(WORK INSTRUCTIONS):
(A) Write out the agent runner patch from "From 9a2f38d7a2f6b6541b9410fa88bf4c1e7dac3a4f Mon" up to and including "insertions(+), 3 deletions(-)".
(B) In the agent runner patch, which key does the changed line add to the usage dictionary?
(C) Proceed with the agent runner patch from the point where it stops.

(SELECTED EXCERPT):

From 9a2f38d7a2f6b6541b9410fa88bf4c1e7dac3a4f Mon Sep 17 00:00:00 2001
From: chengyongru <chengyongru.ai@gmail.com>
Date: Mon, 30 Mar 2026 16:50:32 +0800
Subject: [PATCH] feat(agent): accumulate usage across iterations and pass
 through cached_tokens

---
 nanobot/agent/runner.py    | 14 +++++--
 tests/agent/test_runner.py | 79 ++++++++++++++++++++++++++++++++++++++
 2 files changed, 90 insertions(+), 3 deletions(-)

diff --git a/nanobot/agent/runner.py b/nanobot/agent/runner.py
index d6242a6b4..49f1d4487 100644
--- a/nanobot/agent/runner.py
+++ b/nanobot/agent/runner.py
@@ -60,7 +60,7 @@ class AgentRunner:
         messages = list(spec.initial_messages)
         final_content: str | None = None
         tools_used: list[str] = []
-        usage = {"prompt_tokens": 0, "completion_tokens": 0}
+        usage = {"prompt_tokens": 0, "completion_tokens": 0, "cached_tokens": 0}
         error: str | None = None
         stop_reason = "completed"
         tool_events: list[dict[str, str]] = []
@@ -92,12 +92,20 @@ class AgentRunner:
                 response = await self.provider.chat_with_retry(**kwargs)

(STORED DATA):

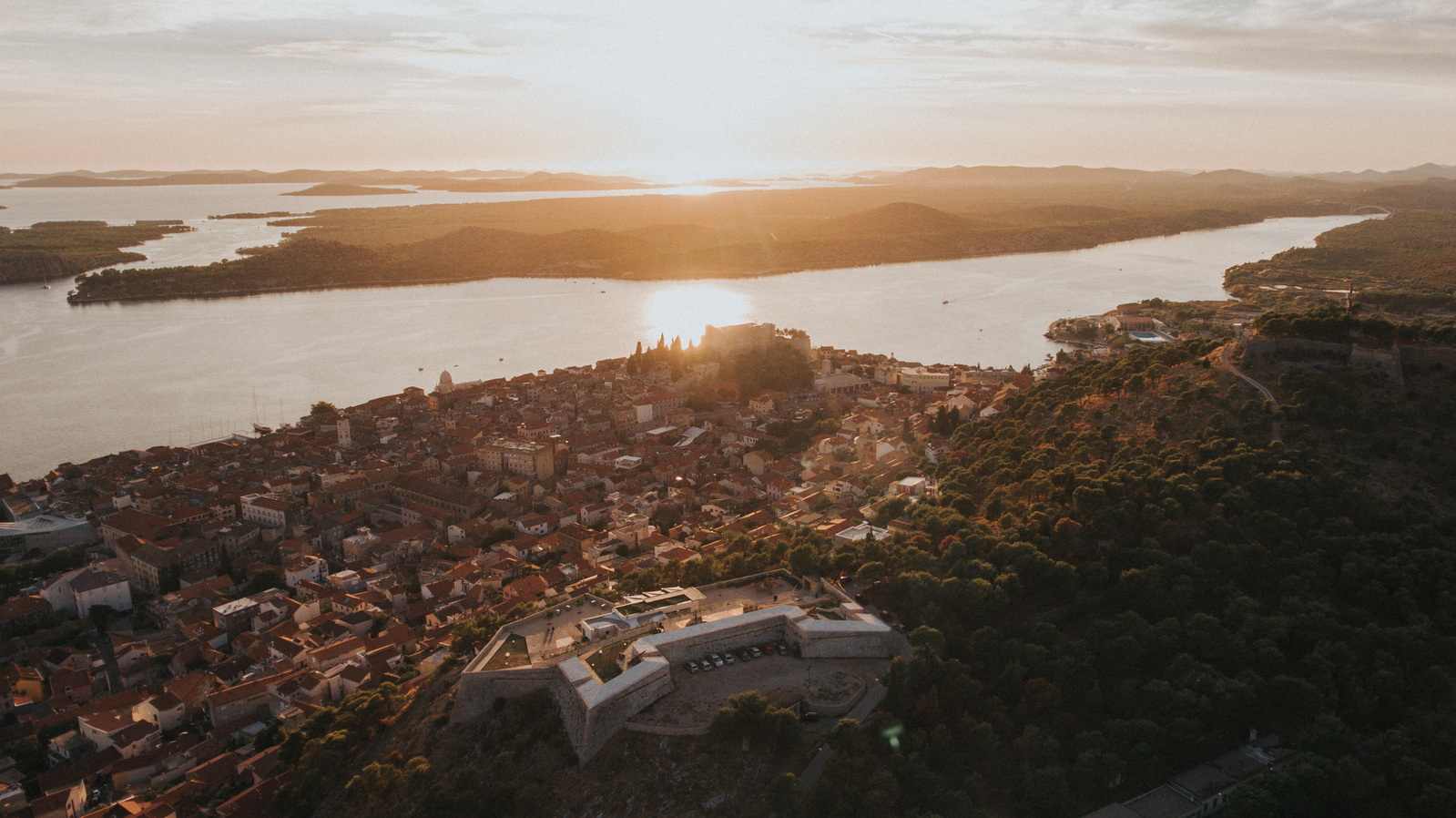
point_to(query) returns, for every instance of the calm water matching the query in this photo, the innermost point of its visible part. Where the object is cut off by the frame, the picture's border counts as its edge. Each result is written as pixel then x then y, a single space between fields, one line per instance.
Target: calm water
pixel 82 382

(EXERCISE RESULTS):
(A)
From 9a2f38d7a2f6b6541b9410fa88bf4c1e7dac3a4f Mon Sep 17 00:00:00 2001
From: chengyongru <chengyongru.ai@gmail.com>
Date: Mon, 30 Mar 2026 16:50:32 +0800
Subject: [PATCH] feat(agent): accumulate usage across iterations and pass
 through cached_tokens

---
 nanobot/agent/runner.py    | 14 +++++--
 tests/agent/test_runner.py | 79 ++++++++++++++++++++++++++++++++++++++
 2 files changed, 90 insertions(+), 3 deletions(-)

(B) The key "cached_tokens", set to 0.

(C)
             raw_usage = response.usage or {}
-            usage = {
+            iter_usage = {
                 "prompt_tokens": int(raw_usage.get("prompt_tokens", 0) or 0),
                 "completion_tokens": int(raw_usage.get("completion_tokens", 0) or 0),
             }
+            # Pass through cached_tokens if present.
+            cached = raw_usage.get("cached_tokens")
+            if cached:
+                iter_usage["cached_tokens"] = int(cached)
+            usage["prompt_tokens"] += iter_usage["prompt_tokens"]
+            usage["completion_tokens"] += iter_usage["completion_tokens"]
+            if "cached_tokens" in iter_usage:
+                usage["cached_tokens"] = usage.get("cached_tokens", 0) + iter_usage["cached_tokens"]
             context.response = response
-            context.usage = usage
+            context.usage = iter_usage
             context.tool_calls = list(response.tool_calls)
 
             if response.has_tool_calls:
diff --git a/tests/agent/test_runner.py b/tests/agent/test_runner.py
index 86b0ba710..98f1d73ae 100644
--- a/tests/agent/test_runner.py
+++ b/tests/agent/test_runner.py
@@ -333,3 +333,82 @@ async def test_subagent_max_iterations_announces_existing_fallback(tmp_path, mon
     args = mgr._announce_result.await_args.args
     assert args[3] == "Task completed but no final response was generated."
     assert args[5] == "ok"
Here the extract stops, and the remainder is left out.